Activity: Write out, word for word, the part of the article ranking animated Star Trek series that runs from "A new ranking" up to and including "when watched back-to-back.".

A new ranking places six animated Star Trek series in order of quality, with Lower Decks topping the list as the strongest entry. The franchise's animated branch spans preschool adventures to adult comedy, offering diverse takes on its core themes since the 1970s. Published on January 22, 2026, the list highlights stylistic contrasts and varying quality among the shows.
The Star Trek franchise has produced six animated TV series, each bringing unique flavors to the universe's exploration of space and morality. According to a recent ranking, these shows range from preschool-friendly tales to irreverent comedies, with significant differences in tone and execution that can cause "tonal whiplash" when watched back-to-back.
At the bottom is Star Trek: Scouts, the most recent addition and a franchise first as a YouTube-first preschool series developed with Nickelodeon's Nick Jr. channel. It features PAW Patrol-style animation in three- to four-minute episodes where three toddlers affiliated with Starfleet solve simple space problems, such as asteroids resembling meatballs or boogers like green slime. Despite its low ranking due to its format and target audience, it introduces Star Trek to young children through cute pets and relatable stories, appealing to parents seeking franchise content for background viewing.
Next is Star Trek: Very Short Treks, a 2023 five-episode miniseries created by Casper Kelly. These brief, absurd episodes parody familiar tropes with gross humor, fourth-wall breaks, and cameos from veterans like George Takei, Jonathan Frakes, Ethan Peck, and Gates McFadden. Alex Kurtzman specifically commissioned Kelly to experiment, ensuring it fits within canon while exploring how Star Trek could "go wrong."
Star Trek: Short Treks includes 10 episodes across two seasons, though most are live-action; only two Season 2 entries are animated. Highlights include "Ephraim and Dot," a Hanna-Barbera-style chase involving a tardigrade and a drone on the Enterprise, and "The Girl Who Made the Stars," a fable told by Mike Burnham to young Michael Burnham.
Ranking third is the classic Star Trek: The Animated Series from 1974, produced under Gene Roddenberry's oversight with returning voices like William Shatner and Leonard Nimoy. It extends The Original Series with fewer budget constraints but features clunky mid-1970s animation. The show earned Star Trek's first Emmy after 13 nominations for the live-action predecessor, though its second season was truncated to six episodes.

Saved data entries:
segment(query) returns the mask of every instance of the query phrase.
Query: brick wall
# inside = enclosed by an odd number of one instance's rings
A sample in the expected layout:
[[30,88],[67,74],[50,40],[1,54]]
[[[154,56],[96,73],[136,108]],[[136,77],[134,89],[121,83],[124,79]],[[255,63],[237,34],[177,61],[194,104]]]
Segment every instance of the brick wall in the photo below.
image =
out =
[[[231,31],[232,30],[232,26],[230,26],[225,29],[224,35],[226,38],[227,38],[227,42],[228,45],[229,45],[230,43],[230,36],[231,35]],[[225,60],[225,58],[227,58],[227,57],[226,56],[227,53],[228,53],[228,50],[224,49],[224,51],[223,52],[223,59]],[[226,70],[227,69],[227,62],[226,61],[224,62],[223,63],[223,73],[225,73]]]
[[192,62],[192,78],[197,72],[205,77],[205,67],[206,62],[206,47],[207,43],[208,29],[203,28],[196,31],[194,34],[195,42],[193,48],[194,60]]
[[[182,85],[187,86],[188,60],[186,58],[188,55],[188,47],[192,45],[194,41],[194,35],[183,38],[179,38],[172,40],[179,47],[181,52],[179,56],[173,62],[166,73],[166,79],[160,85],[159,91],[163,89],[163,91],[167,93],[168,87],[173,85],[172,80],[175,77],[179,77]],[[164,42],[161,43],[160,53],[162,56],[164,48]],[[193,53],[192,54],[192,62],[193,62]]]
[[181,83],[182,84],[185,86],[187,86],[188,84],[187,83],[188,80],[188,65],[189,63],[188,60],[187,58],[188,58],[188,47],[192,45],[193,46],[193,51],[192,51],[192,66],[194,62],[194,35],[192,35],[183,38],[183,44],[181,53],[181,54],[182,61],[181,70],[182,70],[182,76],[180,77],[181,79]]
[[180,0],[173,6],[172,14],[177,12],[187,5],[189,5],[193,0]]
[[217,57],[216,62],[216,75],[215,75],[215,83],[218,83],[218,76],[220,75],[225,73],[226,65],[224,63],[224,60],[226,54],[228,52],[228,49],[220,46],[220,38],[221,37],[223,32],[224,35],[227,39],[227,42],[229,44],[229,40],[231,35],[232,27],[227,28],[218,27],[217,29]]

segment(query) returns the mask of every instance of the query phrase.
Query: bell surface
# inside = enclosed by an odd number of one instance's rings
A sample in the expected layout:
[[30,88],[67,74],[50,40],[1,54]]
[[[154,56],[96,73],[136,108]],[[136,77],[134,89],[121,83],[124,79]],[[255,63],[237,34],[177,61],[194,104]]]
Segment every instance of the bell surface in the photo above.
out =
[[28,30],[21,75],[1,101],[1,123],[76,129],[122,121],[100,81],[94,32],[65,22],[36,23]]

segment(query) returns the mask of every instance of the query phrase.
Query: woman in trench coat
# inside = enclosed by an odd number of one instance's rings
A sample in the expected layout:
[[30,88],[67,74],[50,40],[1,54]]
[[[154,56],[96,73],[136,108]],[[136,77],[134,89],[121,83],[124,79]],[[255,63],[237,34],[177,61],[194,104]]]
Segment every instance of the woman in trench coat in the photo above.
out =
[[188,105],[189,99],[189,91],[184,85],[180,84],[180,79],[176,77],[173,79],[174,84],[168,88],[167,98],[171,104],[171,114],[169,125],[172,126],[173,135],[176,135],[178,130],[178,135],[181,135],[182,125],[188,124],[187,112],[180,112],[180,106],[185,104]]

Answer to the exercise:
A new ranking places six animated Star Trek series in order of quality, with Lower Decks topping the list as the strongest entry. The franchise's animated branch spans preschool adventures to adult comedy, offering diverse takes on its core themes since the 1970s. Published on January 22, 2026, the list highlights stylistic contrasts and varying quality among the shows.
The Star Trek franchise has produced six animated TV series, each bringing unique flavors to the universe's exploration of space and morality. According to a recent ranking, these shows range from preschool-friendly tales to irreverent comedies, with significant differences in tone and execution that can cause "tonal whiplash" when watched back-to-back.